### What is required
Please retype every one of the records below word for word, leaving each line unchanged.

Rows taken from a pointing dataset:

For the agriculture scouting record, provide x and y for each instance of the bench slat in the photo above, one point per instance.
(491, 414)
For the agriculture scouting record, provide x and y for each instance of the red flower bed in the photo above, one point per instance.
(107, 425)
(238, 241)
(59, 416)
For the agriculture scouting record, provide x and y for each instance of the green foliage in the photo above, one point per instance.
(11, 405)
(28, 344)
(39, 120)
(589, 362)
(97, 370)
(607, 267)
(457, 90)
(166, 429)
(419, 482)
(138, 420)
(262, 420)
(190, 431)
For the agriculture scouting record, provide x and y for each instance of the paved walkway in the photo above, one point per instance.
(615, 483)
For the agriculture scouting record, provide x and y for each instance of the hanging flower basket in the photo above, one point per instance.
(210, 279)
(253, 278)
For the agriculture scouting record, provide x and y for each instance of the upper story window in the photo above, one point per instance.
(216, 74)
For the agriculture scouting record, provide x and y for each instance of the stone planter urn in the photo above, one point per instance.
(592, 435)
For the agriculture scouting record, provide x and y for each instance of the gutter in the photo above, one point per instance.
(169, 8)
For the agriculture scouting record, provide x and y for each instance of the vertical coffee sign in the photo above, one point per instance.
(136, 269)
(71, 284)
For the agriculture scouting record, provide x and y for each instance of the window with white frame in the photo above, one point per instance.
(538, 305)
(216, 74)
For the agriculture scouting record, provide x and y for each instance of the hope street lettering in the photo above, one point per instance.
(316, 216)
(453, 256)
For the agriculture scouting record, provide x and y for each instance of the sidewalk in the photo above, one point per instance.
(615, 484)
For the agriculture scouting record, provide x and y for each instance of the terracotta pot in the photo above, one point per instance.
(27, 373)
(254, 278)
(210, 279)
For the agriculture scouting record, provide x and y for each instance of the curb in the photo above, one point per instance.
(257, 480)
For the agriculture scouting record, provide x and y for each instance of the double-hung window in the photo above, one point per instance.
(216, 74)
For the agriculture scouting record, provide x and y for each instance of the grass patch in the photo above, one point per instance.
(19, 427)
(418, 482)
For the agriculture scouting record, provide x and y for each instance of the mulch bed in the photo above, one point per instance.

### Result
For the agriculture scouting record, provide x and y for each instance of the bench slat in the photo above, one point per instance.
(491, 414)
For the agriculture scouting record, provide x and y for each instance of the red flower bed in the photo above, one point per instance.
(107, 425)
(238, 241)
(59, 416)
For the agriculture scouting record, provide x and y for each instance of the green foliage in the photo above, one point per instance.
(11, 405)
(28, 344)
(39, 120)
(589, 362)
(97, 370)
(607, 267)
(457, 90)
(166, 429)
(419, 482)
(138, 420)
(262, 420)
(190, 431)
For the agriculture scouting record, provide x and y for each instance of the paved walkway in the photo above, one point per instance.
(615, 483)
For the agriculture scouting record, provide x and y for each instance of the hanging flower basket in the photo above, one point per instance.
(210, 279)
(253, 278)
For the agriculture scouting record, provide x and y for each instance of the upper story window in the photo above, one point per instance.
(216, 74)
For the agriculture scouting record, provide x and y for each instance of the stone planter urn in the photo above, one point per instance.
(592, 435)
For the agriculture scouting record, provide x and y for each instance of the gutter in the photo above, one point per instance.
(169, 8)
For the agriculture scouting record, provide x and y for each instance of the vertical coffee sign in the photo above, one point per instance.
(136, 269)
(71, 284)
For the agriculture scouting record, provide x and y for each instance of the window with white frame in the photo above, one point per instance.
(538, 305)
(216, 74)
For the agriculture scouting record, provide x and y for each instance of the hope street lettering in the photo above, one point per instance.
(316, 216)
(453, 256)
For the agriculture scouting record, provide x and y for each instance of the sidewalk in the photo above, one point per instance.
(615, 484)
For the agriculture scouting record, provide x and y for each instance of the terracotta pot in the photo above, one point per instance.
(27, 373)
(254, 278)
(210, 279)
For the agriculture scouting record, provide x and y for each instance of the curb in the photo above, one point per instance.
(257, 480)
For the agriculture scouting record, provide x and y for each instance of the double-hung window in the photo above, one point per instance.
(216, 74)
For the agriculture scouting record, provide x and y for each instance of the grass patch in the photo above, one point per instance.
(19, 427)
(418, 482)
For the agriculture scouting record, provide x and y for each instance of the mulch bed in the photo above, one point per instance.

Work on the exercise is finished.